▶ [Stated problem] Copy every row below that contains the word "wooden". Only an exact match of upper and lower case counts.

▶ [Raw records]
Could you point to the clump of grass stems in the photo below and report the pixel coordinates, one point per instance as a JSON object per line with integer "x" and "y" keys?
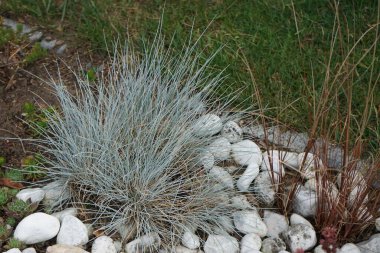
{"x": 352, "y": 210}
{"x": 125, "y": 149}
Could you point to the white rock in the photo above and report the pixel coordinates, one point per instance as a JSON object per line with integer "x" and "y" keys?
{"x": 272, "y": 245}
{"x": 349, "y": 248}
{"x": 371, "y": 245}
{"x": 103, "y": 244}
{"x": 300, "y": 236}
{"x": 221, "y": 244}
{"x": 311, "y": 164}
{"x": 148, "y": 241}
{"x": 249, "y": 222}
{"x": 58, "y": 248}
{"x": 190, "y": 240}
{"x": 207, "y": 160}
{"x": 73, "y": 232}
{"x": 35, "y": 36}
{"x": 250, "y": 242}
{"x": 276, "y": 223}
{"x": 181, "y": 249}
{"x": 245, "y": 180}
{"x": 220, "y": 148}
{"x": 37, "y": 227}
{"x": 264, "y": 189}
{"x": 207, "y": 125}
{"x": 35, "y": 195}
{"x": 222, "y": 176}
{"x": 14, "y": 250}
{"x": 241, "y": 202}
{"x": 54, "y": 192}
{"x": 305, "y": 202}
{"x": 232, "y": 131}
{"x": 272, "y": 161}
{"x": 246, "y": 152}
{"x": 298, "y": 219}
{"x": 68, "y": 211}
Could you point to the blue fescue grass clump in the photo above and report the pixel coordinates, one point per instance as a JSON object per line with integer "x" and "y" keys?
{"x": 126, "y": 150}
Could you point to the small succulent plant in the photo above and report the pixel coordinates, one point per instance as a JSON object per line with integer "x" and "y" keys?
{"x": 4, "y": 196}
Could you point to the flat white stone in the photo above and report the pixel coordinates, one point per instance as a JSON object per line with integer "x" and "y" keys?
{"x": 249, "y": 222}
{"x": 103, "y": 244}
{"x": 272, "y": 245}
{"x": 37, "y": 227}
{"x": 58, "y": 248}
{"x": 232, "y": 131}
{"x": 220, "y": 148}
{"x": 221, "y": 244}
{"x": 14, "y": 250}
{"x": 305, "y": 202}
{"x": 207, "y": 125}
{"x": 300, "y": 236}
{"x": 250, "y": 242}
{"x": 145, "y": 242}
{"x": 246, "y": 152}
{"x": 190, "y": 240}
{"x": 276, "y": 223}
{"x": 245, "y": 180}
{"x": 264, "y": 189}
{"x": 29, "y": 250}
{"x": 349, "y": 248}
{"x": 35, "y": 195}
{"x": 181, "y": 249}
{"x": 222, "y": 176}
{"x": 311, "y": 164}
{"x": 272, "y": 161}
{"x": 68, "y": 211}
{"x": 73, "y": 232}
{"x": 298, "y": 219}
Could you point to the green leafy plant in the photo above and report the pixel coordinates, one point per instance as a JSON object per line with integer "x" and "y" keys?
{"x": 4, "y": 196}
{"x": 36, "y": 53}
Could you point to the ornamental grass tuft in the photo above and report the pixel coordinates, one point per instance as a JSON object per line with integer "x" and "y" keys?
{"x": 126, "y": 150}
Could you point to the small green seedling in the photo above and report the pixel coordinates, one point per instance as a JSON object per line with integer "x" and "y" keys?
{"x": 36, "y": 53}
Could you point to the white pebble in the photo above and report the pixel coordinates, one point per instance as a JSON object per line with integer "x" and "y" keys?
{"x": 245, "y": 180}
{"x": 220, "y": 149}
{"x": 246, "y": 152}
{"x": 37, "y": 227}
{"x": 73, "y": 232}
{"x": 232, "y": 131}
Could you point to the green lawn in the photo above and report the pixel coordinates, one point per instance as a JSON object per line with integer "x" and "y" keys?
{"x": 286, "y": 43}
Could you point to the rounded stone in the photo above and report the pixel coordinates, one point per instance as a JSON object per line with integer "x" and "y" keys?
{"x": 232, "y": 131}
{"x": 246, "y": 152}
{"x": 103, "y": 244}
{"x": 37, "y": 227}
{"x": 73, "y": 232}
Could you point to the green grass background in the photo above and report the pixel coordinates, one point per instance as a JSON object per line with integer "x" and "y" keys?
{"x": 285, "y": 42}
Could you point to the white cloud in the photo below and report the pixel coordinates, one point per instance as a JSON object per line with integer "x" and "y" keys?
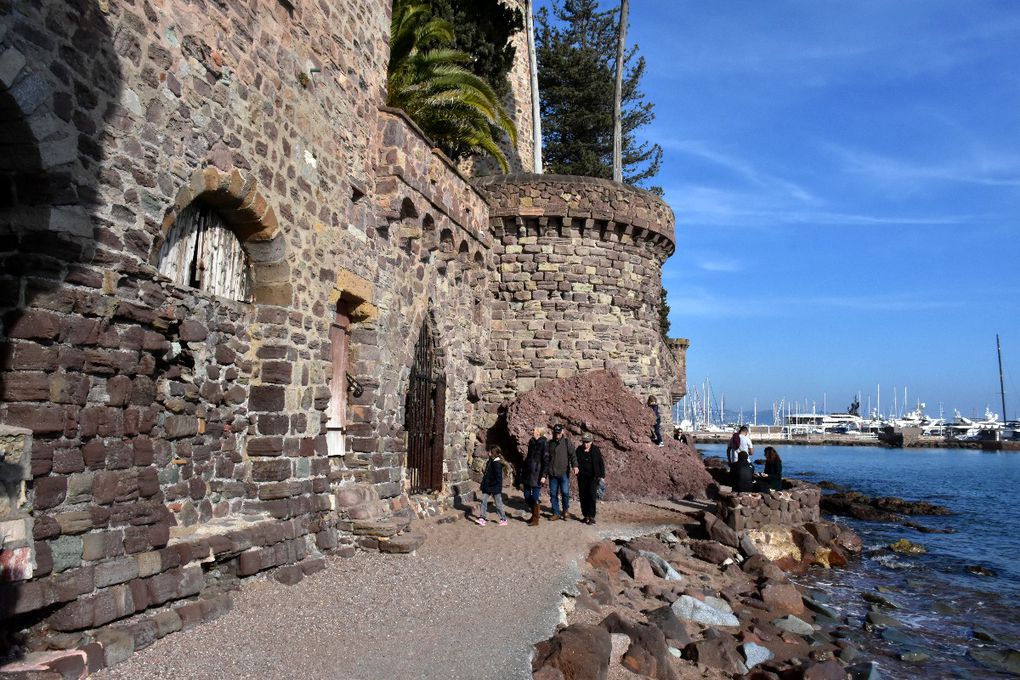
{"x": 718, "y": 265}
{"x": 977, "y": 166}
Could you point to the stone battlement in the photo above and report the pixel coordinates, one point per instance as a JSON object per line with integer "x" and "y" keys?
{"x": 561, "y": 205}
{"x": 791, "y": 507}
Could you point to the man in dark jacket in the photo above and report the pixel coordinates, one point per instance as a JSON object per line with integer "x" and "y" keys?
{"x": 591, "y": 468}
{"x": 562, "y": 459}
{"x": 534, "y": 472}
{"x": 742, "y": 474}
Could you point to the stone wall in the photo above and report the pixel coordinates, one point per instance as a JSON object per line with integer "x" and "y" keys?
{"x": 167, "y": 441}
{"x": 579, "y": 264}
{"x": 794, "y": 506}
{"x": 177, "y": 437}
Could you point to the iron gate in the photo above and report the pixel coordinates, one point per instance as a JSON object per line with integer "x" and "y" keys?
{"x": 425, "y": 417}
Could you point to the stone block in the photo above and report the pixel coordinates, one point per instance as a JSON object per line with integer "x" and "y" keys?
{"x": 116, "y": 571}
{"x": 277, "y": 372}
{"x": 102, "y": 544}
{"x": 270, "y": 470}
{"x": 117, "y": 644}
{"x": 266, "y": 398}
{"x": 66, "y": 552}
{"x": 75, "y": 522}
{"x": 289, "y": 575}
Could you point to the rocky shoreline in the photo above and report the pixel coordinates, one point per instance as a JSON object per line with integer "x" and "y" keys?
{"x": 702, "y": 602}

...

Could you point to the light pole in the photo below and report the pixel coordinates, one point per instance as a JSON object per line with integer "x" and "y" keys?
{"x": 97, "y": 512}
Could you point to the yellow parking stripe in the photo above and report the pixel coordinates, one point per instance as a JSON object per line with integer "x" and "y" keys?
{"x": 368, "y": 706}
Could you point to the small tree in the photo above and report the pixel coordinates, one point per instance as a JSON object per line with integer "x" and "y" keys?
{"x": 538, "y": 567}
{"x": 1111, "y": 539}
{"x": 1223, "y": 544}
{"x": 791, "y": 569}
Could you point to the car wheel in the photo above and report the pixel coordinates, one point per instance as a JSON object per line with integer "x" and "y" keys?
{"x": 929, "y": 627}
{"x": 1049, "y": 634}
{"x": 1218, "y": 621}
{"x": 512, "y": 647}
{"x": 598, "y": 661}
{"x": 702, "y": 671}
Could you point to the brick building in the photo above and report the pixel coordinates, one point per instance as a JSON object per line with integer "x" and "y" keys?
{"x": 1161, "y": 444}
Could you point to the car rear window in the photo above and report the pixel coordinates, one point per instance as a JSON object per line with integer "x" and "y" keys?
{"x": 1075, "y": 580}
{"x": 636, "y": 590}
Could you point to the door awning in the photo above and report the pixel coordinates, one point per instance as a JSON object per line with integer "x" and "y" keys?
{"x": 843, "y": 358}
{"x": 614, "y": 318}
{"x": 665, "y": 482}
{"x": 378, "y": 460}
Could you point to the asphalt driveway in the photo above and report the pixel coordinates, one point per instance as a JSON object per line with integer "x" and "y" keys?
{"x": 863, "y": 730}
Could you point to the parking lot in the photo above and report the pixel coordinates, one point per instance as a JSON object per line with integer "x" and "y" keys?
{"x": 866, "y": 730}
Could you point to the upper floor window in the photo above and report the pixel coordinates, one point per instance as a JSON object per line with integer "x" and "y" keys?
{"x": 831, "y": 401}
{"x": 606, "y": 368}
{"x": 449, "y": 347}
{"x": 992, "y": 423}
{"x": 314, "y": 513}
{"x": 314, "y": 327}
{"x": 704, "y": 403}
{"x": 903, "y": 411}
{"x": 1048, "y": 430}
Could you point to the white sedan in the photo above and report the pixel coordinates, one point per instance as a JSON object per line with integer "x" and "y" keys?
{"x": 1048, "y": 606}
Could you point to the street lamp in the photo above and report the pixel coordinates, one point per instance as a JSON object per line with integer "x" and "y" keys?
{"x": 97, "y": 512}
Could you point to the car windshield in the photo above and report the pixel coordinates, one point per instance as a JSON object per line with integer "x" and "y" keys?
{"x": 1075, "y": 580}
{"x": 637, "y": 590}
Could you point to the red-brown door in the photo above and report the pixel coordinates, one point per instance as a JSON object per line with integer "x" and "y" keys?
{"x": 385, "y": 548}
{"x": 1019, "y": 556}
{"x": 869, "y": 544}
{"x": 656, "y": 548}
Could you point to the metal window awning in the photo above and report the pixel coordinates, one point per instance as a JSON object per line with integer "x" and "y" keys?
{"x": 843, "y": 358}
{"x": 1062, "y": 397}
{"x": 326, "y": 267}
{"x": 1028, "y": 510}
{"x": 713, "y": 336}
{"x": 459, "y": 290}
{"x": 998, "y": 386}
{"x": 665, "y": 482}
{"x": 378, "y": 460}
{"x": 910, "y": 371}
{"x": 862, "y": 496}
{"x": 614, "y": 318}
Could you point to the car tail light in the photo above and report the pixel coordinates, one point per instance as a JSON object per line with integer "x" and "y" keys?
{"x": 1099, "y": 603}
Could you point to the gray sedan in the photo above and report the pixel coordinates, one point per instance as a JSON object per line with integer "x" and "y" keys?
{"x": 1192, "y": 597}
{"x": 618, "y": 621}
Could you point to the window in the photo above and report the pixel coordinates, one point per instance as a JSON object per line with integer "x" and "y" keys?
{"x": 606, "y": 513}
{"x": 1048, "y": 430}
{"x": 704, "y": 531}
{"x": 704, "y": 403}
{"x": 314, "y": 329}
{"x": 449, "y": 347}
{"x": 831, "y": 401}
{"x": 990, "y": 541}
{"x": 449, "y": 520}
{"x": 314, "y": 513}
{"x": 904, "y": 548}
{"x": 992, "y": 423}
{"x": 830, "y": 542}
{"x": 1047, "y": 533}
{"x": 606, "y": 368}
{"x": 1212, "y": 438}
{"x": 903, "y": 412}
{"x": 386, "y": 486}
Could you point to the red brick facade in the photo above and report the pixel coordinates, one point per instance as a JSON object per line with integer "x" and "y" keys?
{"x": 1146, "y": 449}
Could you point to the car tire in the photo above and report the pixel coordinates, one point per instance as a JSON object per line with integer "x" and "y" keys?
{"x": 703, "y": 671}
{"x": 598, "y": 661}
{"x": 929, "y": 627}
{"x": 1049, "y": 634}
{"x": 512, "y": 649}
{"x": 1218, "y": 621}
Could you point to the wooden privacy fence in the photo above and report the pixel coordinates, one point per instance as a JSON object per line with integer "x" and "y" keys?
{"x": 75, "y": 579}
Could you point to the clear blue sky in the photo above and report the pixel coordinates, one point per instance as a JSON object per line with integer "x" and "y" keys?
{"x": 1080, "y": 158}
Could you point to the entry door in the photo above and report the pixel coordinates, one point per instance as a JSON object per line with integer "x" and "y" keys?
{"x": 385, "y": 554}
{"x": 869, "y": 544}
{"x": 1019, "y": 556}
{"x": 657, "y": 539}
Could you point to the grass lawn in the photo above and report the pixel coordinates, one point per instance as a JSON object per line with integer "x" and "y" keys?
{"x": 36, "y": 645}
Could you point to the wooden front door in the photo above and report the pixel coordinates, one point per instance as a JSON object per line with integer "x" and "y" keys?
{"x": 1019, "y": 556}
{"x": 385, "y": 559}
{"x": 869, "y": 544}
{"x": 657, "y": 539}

==

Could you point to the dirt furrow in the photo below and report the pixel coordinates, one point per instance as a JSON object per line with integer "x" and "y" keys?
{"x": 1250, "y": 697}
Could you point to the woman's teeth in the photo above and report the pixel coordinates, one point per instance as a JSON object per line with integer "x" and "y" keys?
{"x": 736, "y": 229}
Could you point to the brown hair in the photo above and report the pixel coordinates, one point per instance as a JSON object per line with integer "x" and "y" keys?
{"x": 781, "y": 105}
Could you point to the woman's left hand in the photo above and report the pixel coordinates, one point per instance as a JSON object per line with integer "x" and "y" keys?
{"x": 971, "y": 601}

▶ [Answer below]
Could you point to the wooden privacy fence in the photo above and report the pixel coordinates, one point per instance as a JSON object per line with integer "x" and "y" keys?
Could you point to the wooden front door in the photo above and report the pixel coordinates, one point per instance as a JSON object per line with integer "x" and "y" keys?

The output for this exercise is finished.